### Items listed in a dataset
+ + + +

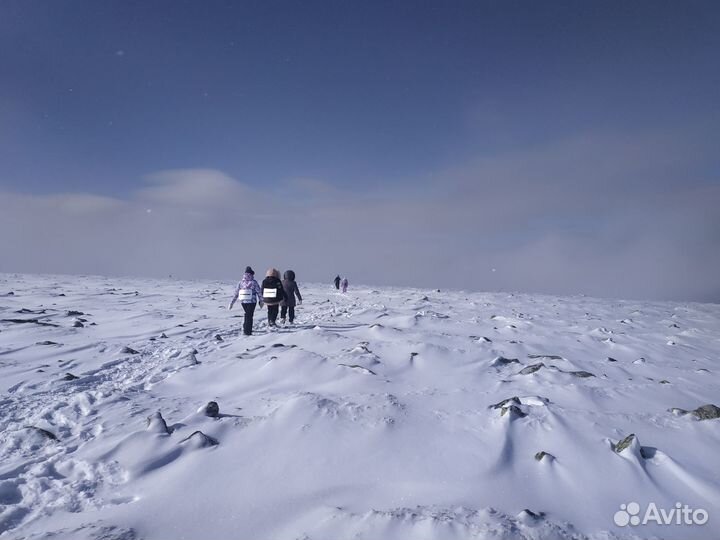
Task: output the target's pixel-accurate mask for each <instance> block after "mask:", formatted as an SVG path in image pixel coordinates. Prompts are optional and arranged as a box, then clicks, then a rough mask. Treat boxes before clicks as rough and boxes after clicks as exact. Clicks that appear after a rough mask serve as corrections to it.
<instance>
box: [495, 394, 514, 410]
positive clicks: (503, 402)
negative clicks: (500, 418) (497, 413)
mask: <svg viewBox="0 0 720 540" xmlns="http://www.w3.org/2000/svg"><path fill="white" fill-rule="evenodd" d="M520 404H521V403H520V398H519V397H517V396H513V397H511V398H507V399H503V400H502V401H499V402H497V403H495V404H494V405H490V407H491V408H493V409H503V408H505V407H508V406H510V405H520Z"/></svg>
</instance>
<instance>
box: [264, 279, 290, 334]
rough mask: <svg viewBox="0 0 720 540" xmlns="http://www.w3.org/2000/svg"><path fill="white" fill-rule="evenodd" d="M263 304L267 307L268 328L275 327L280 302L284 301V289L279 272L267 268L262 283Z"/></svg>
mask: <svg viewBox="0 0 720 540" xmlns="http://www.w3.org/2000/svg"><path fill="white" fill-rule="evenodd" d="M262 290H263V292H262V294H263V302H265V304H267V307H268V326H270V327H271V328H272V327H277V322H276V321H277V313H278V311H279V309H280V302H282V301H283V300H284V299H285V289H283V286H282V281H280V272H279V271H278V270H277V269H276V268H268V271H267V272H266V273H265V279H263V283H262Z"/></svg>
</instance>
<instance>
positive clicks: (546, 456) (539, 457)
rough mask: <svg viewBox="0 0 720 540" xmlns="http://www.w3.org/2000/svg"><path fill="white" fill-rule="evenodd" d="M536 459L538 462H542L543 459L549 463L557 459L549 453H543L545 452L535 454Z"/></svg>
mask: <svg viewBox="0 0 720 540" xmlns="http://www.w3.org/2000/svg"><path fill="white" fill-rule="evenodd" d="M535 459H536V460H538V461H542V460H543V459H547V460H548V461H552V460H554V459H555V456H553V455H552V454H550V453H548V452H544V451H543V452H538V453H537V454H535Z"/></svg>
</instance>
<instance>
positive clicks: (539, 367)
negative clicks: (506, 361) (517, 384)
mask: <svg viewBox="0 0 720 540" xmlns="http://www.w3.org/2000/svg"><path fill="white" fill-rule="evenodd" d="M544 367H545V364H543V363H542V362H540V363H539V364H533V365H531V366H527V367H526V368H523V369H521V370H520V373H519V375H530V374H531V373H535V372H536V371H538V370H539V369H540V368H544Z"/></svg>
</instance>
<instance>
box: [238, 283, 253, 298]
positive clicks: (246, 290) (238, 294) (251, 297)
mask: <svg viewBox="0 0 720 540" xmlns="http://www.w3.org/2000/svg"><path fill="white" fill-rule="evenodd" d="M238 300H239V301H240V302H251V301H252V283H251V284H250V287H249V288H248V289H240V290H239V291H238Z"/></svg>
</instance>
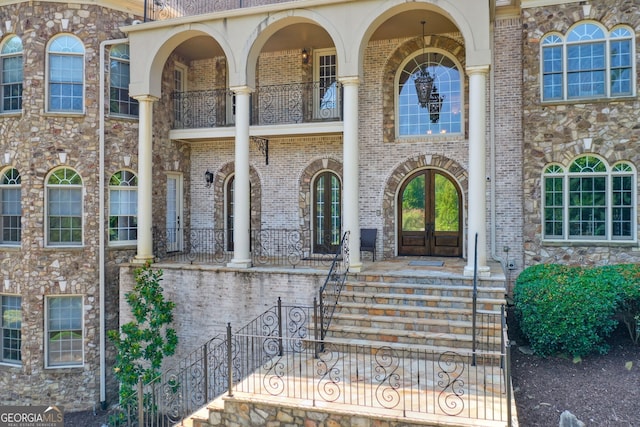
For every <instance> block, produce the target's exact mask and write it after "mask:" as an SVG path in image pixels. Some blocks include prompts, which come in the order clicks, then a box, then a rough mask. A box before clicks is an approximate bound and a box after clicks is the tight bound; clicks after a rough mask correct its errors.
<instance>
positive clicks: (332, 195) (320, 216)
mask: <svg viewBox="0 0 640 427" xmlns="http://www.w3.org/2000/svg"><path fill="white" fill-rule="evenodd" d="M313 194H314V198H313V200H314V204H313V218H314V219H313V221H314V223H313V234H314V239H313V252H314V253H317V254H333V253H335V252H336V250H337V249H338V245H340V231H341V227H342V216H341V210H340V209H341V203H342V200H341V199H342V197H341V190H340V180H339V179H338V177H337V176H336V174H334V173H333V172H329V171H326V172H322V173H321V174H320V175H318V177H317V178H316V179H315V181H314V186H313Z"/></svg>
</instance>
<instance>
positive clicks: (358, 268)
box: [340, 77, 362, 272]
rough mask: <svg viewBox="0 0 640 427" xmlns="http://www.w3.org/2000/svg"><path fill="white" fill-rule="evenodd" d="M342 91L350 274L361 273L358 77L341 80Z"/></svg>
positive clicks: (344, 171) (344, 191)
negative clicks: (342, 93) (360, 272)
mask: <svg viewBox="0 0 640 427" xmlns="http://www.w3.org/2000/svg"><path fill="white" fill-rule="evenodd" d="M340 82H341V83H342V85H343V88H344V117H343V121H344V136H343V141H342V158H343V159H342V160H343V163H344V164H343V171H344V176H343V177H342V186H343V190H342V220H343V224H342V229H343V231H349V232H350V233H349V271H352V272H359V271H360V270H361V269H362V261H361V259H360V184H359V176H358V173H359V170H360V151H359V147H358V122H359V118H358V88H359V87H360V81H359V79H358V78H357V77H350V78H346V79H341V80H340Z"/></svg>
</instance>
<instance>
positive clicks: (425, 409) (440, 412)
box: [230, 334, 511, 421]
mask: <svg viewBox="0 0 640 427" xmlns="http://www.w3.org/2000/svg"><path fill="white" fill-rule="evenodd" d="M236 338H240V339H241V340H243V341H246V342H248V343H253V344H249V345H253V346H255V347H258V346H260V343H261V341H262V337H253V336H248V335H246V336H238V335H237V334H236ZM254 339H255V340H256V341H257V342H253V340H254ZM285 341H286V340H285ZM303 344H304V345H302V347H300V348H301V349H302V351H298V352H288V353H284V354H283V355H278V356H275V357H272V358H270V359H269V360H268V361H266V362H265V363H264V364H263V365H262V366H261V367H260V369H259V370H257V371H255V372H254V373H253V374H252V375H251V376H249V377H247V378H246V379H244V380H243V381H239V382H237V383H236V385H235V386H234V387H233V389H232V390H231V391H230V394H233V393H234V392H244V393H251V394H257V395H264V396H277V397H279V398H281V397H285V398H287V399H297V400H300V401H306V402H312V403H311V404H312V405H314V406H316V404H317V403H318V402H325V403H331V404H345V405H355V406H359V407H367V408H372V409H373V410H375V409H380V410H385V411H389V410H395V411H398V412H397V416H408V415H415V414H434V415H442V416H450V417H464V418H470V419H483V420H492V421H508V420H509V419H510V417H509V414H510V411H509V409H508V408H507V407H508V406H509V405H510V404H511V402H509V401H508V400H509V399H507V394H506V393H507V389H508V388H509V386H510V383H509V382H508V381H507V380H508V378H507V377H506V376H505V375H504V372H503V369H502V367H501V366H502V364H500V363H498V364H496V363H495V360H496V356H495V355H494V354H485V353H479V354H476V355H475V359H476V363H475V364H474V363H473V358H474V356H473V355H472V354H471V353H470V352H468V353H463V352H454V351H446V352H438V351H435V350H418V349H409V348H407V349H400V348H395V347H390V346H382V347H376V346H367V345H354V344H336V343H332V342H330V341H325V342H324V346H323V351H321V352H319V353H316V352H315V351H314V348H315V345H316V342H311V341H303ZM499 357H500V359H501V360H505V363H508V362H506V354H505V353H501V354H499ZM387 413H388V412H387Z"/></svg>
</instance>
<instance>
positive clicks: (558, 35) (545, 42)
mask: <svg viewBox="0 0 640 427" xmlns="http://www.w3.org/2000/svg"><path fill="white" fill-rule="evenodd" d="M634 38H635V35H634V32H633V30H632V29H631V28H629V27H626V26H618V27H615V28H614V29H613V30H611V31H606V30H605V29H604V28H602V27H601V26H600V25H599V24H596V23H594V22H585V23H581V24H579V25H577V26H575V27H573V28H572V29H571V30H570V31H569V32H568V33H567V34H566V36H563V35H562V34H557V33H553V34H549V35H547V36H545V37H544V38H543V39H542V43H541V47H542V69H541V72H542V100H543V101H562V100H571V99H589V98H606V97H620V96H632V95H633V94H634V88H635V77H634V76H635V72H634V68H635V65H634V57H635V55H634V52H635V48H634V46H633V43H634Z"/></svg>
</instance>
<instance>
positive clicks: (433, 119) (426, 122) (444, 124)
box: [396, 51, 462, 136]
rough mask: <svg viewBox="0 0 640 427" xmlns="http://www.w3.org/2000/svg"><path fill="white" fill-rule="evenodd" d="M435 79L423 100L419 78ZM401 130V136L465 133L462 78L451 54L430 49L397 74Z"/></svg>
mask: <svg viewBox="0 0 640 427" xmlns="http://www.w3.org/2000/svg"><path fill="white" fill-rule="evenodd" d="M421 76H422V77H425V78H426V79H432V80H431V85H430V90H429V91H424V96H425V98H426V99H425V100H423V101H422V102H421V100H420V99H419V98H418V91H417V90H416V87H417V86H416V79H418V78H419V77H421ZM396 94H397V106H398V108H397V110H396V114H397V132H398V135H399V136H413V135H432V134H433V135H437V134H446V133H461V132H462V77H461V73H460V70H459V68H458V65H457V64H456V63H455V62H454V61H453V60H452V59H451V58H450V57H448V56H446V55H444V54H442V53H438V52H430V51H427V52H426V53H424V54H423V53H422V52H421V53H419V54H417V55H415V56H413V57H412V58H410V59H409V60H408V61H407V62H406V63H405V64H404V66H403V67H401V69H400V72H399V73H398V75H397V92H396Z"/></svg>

+ + + +

### Task description
In the records above, find the lines containing "target" and copy them.

### Exercise solution
Task: output the target's pixel-accurate mask for each <instance> block after "mask:", formatted as an SVG path in image pixel coordinates. Prompts are optional and arranged as a box, then clicks, then a rough mask. Treat boxes before clicks as rough and boxes after clicks as exact. Clicks that appear after a rough mask serve as corrections to it.
For every <instance> block, produce the target's exact mask and write it after "mask:" as an SVG path in image pixels. Some blocks include prompts, which come in the order clicks, then a box, then a rough mask. A box before clicks is an approximate bound and a box after clicks is the tight bound; clicks after a rough mask correct its errors.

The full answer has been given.